Task input.
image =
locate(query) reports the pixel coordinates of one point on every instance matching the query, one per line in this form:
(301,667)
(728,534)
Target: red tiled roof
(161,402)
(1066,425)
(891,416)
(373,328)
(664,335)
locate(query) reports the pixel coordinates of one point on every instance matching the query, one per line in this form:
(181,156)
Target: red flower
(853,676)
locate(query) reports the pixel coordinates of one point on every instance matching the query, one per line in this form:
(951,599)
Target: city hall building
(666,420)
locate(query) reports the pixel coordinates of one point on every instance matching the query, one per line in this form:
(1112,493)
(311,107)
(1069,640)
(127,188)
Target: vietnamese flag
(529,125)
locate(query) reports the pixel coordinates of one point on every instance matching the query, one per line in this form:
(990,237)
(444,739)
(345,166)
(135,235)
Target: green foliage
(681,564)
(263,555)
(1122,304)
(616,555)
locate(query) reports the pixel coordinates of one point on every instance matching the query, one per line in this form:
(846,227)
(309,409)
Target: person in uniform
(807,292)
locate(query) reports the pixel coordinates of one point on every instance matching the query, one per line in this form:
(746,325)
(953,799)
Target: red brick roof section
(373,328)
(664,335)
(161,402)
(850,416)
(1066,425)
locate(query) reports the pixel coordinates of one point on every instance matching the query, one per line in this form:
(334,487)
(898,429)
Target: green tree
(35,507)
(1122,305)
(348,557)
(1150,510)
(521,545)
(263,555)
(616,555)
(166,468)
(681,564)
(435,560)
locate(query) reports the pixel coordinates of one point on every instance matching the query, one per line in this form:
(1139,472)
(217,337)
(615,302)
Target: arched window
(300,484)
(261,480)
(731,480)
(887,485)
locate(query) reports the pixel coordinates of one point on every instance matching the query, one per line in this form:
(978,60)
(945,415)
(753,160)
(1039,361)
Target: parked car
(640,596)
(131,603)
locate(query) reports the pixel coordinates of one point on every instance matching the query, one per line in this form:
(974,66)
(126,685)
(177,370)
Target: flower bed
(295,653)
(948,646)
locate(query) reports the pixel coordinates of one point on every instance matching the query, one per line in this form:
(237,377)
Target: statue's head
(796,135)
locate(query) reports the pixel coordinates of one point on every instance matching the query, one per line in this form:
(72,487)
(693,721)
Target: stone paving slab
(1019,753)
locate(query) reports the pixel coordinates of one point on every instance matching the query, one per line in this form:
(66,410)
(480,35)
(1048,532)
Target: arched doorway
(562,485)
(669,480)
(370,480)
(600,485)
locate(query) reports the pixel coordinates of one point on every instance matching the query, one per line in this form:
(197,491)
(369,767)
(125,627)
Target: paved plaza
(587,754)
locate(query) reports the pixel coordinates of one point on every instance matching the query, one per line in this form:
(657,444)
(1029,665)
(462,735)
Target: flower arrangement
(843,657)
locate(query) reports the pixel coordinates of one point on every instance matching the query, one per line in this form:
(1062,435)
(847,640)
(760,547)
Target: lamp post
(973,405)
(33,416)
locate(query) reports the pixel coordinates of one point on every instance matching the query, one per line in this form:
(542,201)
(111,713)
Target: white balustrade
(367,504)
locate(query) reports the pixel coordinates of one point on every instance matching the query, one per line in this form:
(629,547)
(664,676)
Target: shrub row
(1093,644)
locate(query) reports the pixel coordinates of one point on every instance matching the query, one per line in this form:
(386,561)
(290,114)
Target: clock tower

Work request. Repeat back the listing above exactly, including every line.

Solution for this problem.
image =
locate(query) reports the pixel coordinates of one point on every instance matching the query, one per line in this form:
(301,667)
(728,534)
Target: red tiled roof
(161,402)
(1066,425)
(891,416)
(373,328)
(664,335)
locate(query) reports the pixel coordinates of one point on every instance matching the query, one per line in this form:
(181,156)
Target: red flower
(853,676)
locate(query) reports the pixel coordinates of one point on every instance matching the query, one per line in this form:
(951,599)
Target: city hall building
(666,420)
locate(query) reports the pixel coordinates of one point on every instance matching the query, one per line in this form:
(1112,493)
(311,107)
(1069,640)
(127,188)
Target: vietnamese flag
(529,125)
locate(query) reports the pixel coordinates of one point on every instance matching the query, one per line in this form:
(990,237)
(444,739)
(345,166)
(135,235)
Target: green foliage
(681,564)
(263,555)
(1122,304)
(616,555)
locate(query) reports the pixel coordinates of one point on every instance matching the query, one per line in this form:
(846,227)
(309,409)
Target: person in uniform
(807,292)
locate(query) reports the pixel coordinates of one point on every instance matching the query, one per line in this form:
(746,325)
(953,799)
Target: red brick roof section
(373,328)
(664,335)
(161,402)
(850,416)
(1066,425)
locate(query) reports the pixel coordinates of one point on every instance matching the query, one per line in this form:
(334,487)
(898,429)
Target: green tree
(35,507)
(1122,305)
(348,557)
(1150,510)
(521,545)
(263,555)
(616,555)
(166,468)
(681,564)
(435,560)
locate(query) reports the pixel coordinates of one point on every instance matching the query, one per line in this form:
(1139,472)
(217,337)
(615,302)
Target: arched window
(300,484)
(261,480)
(731,480)
(887,485)
locate(query) reports the pixel coordinates of one point on every instance matching the query, one per line in this form:
(978,60)
(945,415)
(753,160)
(1039,361)
Target: parked car
(640,596)
(131,603)
locate(query) reports the pixel coordinates of one point on every instance matching the query, one per line in this form:
(974,66)
(126,685)
(177,370)
Target: flower bed
(295,653)
(948,646)
locate(query) reports the pixel coordinates of one point on every instance matching the query, one per line in this form:
(237,377)
Target: statue's head
(796,135)
locate(query) reports the pixel coordinates of one point on every instance matching the query, one per line in this form:
(72,487)
(693,721)
Target: stone paving slab
(1019,753)
locate(query) reports the pixel coordinates of one point on every instance matching the query, one per line in this form:
(66,410)
(480,35)
(1048,532)
Target: arched doorway
(562,485)
(669,480)
(370,480)
(600,485)
locate(query) reports the pixel coordinates of one point on every instance matching the query, one per line in this form:
(197,491)
(369,767)
(125,627)
Target: paved plaza
(587,754)
locate(query) reports the pixel coordinates of one point on every instance matching the query, one per line in this form:
(657,444)
(1029,665)
(462,735)
Target: flower arrangement
(843,657)
locate(query) reports the pixel coordinates of one point on every instance matching the query, one per line in this form:
(1062,435)
(847,640)
(760,547)
Target: lamp post
(973,405)
(33,416)
locate(query) reports the pixel coordinates of one point on every instance matching the query, one per line in this form:
(542,201)
(111,713)
Target: white balustrade
(367,504)
locate(query) reports the pixel coordinates of one point on every instance matching the query, one per line in this form:
(629,547)
(664,676)
Target: shrub row
(1093,644)
locate(query) reports the pixel coordinates of one point on every instance matching the query, one per line in this form:
(386,561)
(290,114)
Target: clock tower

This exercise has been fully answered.